● **Provided data**

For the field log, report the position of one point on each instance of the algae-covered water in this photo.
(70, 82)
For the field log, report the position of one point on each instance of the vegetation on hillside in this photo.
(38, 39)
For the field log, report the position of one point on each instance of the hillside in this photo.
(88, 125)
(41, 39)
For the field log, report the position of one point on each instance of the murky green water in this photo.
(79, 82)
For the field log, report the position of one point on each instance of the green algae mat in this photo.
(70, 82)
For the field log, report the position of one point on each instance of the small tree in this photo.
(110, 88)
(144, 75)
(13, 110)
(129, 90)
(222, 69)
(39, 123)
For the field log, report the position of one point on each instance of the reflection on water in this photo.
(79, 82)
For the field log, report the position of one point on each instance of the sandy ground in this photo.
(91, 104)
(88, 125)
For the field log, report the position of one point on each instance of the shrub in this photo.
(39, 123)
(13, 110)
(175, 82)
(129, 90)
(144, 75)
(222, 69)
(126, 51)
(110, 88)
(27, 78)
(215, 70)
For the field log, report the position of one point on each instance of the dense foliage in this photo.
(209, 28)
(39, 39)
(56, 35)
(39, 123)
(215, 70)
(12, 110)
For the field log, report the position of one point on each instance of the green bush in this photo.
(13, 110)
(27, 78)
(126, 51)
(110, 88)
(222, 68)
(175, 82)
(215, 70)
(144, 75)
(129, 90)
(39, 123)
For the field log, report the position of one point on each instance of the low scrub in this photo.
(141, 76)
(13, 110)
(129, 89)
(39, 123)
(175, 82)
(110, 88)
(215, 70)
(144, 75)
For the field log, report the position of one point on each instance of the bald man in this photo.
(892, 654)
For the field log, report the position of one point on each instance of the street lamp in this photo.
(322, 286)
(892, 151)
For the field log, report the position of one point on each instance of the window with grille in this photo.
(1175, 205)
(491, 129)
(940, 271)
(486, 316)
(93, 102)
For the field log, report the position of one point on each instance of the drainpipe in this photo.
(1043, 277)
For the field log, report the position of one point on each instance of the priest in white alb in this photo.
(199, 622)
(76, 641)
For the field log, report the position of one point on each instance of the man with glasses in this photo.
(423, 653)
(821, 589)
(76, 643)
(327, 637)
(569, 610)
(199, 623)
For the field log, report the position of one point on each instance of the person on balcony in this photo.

● **Description of the task**
Rewrite the entries from the line that contains "lamp in this photo." through the end of the entries, changing "field log" to "site record" wherever it appears and leaving everything else as it is.

● **Exercise output**
For the site record, report the position of one point on each instance of the street lamp in this photo.
(322, 286)
(892, 151)
For the site record, report the position of one point on each instance of the window with grille in this photo.
(1175, 205)
(491, 129)
(940, 271)
(486, 316)
(93, 102)
For the site record, report the position of one point on each instance of the drainpipe in this photo.
(1043, 277)
For the site record, report the position of one point on each instance of the priest in white alb in this photo.
(199, 622)
(76, 641)
For the site record, report the position of one point on each instance of the man with glasses in this photo.
(423, 653)
(821, 589)
(76, 643)
(327, 637)
(569, 610)
(199, 623)
For the site record, report the position of one point on each instance of the person on balcony in this photo.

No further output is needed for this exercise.